#### Directions for this task:
Copy every line of the rows, from the start through the line that contains "144), (71, 145)]]", and include both ends. Leave the pictures out of your copy.
[START Exercise inputs]
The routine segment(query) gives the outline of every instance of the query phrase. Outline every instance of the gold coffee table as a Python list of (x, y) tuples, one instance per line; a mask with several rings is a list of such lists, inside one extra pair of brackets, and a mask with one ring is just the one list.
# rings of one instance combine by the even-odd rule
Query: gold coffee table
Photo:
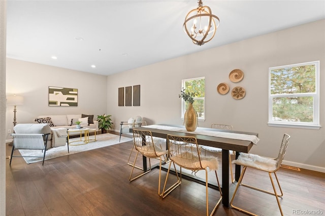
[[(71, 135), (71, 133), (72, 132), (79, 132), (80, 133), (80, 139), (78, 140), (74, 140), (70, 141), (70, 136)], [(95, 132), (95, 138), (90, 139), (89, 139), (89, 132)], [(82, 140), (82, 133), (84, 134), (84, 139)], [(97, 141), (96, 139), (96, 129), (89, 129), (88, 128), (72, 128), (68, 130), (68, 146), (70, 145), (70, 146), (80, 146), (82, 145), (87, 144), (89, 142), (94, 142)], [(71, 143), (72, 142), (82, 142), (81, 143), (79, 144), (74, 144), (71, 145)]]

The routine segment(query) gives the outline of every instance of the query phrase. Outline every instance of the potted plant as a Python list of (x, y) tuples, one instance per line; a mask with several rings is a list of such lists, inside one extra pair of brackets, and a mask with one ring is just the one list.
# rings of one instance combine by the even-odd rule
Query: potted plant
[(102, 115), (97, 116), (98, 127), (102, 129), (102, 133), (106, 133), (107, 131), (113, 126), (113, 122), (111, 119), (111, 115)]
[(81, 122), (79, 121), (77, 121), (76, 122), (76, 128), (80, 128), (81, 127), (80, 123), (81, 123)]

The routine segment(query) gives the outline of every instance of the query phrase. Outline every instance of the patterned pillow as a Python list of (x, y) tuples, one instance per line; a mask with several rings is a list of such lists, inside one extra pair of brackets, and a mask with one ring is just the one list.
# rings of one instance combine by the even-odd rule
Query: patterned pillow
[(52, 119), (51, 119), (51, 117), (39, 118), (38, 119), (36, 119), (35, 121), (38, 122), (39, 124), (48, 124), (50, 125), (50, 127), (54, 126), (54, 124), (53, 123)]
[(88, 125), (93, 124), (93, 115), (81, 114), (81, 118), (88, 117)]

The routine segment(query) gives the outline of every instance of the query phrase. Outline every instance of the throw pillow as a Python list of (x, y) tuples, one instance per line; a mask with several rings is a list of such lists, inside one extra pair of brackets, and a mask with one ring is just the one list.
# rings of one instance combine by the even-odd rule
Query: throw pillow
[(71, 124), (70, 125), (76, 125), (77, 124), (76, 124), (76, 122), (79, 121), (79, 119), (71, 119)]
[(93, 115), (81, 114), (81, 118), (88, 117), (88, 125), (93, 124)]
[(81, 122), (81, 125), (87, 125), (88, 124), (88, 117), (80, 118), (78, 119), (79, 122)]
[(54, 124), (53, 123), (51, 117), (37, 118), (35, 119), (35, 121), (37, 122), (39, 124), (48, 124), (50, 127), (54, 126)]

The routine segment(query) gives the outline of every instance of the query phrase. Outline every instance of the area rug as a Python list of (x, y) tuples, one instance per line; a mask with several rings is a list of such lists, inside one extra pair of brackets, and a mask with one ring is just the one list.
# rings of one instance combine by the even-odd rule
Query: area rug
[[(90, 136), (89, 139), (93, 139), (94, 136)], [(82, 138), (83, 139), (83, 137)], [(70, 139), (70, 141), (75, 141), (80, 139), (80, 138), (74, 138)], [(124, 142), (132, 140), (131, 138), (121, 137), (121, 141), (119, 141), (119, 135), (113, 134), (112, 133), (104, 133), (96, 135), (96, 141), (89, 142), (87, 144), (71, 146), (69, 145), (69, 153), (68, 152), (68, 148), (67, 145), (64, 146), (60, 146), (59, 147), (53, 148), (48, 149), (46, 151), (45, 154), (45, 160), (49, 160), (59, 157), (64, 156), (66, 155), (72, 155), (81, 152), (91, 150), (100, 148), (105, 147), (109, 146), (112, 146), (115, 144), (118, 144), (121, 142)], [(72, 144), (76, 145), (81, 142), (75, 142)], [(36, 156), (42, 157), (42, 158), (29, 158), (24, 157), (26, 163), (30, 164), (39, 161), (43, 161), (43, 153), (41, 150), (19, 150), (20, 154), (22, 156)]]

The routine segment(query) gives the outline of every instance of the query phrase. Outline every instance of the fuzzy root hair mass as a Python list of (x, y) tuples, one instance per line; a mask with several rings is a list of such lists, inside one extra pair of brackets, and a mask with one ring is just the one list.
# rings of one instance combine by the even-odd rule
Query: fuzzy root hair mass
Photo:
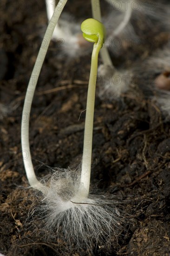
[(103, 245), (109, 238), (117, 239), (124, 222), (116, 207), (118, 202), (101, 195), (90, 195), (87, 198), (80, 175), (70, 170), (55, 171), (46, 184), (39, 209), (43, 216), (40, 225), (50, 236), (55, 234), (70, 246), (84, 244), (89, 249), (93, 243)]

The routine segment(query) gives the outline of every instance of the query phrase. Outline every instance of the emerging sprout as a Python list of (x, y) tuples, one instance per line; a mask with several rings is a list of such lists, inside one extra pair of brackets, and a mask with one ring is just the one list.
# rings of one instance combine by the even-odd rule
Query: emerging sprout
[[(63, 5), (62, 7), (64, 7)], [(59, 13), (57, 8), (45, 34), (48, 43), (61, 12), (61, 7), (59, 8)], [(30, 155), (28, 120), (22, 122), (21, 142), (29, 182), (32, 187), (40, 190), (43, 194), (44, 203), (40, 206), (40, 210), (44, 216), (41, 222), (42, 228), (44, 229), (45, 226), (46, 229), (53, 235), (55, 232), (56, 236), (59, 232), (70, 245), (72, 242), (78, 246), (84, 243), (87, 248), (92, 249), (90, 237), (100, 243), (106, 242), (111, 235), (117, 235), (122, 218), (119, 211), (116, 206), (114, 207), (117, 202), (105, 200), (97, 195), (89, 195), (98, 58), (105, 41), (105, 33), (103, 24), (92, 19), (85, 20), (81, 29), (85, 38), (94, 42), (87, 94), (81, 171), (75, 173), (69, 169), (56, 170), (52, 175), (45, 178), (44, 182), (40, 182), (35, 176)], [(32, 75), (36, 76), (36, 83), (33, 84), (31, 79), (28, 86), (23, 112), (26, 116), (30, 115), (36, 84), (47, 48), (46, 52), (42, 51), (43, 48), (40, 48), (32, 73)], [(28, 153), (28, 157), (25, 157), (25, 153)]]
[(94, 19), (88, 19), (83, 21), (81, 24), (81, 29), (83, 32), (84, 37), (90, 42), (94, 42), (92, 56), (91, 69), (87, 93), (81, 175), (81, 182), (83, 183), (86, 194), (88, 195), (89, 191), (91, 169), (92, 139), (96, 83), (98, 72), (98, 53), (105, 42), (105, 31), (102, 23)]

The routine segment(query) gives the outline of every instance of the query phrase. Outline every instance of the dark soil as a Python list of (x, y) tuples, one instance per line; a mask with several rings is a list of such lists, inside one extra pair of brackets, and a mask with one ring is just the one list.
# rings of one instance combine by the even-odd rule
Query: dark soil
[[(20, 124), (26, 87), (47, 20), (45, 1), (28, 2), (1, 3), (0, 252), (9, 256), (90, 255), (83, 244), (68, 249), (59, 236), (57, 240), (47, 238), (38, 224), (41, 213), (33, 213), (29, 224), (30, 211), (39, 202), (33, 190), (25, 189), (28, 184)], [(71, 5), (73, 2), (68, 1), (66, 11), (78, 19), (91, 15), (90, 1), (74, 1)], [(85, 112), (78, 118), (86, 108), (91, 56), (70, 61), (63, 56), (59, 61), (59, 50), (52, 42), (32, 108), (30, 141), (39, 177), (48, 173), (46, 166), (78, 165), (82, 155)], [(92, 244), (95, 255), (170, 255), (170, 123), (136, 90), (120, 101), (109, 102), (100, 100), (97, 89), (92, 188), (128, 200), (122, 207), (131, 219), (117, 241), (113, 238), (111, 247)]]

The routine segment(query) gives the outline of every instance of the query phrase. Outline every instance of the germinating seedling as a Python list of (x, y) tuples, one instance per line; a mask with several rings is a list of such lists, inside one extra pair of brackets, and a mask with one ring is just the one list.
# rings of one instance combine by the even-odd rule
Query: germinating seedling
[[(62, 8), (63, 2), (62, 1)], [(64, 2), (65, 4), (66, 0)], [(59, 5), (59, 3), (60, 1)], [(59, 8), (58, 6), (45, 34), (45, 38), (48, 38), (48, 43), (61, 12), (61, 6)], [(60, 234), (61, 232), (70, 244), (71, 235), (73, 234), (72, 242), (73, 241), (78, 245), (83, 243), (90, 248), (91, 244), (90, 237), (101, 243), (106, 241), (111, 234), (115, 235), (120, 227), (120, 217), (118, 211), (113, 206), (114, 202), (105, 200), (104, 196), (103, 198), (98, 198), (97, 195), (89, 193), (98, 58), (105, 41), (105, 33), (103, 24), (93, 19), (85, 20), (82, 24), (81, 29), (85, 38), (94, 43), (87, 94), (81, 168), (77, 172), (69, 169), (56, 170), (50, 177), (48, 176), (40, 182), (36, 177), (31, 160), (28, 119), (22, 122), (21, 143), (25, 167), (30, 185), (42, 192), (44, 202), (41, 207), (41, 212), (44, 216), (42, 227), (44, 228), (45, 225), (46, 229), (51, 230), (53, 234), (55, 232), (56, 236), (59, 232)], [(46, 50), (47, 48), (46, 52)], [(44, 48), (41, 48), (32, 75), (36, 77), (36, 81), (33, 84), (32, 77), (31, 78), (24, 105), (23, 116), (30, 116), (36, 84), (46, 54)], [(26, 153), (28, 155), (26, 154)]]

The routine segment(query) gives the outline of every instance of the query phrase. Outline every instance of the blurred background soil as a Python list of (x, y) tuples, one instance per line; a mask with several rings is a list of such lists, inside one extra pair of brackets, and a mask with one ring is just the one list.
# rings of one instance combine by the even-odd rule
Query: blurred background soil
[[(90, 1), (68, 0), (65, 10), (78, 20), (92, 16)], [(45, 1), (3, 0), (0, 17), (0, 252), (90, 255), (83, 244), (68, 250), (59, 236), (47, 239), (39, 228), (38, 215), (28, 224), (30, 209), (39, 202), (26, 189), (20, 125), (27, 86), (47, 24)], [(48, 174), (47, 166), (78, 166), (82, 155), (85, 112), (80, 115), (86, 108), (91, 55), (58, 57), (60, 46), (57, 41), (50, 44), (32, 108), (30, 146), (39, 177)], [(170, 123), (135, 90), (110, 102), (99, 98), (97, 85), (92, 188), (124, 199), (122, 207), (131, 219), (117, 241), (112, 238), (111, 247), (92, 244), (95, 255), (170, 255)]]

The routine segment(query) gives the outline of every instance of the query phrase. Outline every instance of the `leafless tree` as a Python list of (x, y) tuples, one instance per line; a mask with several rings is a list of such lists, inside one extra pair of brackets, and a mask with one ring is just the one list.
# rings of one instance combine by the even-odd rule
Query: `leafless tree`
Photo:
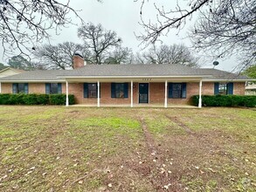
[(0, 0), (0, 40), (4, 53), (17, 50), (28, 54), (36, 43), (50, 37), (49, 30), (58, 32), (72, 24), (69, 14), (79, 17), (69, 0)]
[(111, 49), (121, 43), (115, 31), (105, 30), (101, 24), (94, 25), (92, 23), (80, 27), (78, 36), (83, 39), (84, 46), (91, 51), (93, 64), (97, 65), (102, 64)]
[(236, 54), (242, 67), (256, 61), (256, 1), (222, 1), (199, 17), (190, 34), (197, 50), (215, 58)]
[END Exercise inputs]
#### Written answer:
The routine segment(query) gives the outline of every instance of the query phrase. Outline every instance of the gold coffee table as a Python list of (x, y) tuples, one instance per line; a mask with several rings is a list of such lists, inside one extra pair of brackets, and a mask with one ring is just the one list.
# rings of one instance combine by the even-odd rule
Query: gold coffee table
Photo:
[[(71, 135), (71, 133), (72, 132), (79, 132), (80, 133), (80, 139), (78, 140), (74, 140), (70, 141), (70, 136)], [(95, 132), (95, 138), (90, 139), (89, 139), (89, 132)], [(82, 140), (82, 133), (84, 134), (84, 139)], [(97, 141), (96, 139), (96, 129), (89, 129), (88, 128), (72, 128), (68, 130), (68, 146), (70, 145), (70, 146), (80, 146), (82, 145), (87, 144), (89, 142), (94, 142)], [(71, 143), (72, 142), (82, 142), (81, 143), (79, 144), (74, 144), (71, 145)]]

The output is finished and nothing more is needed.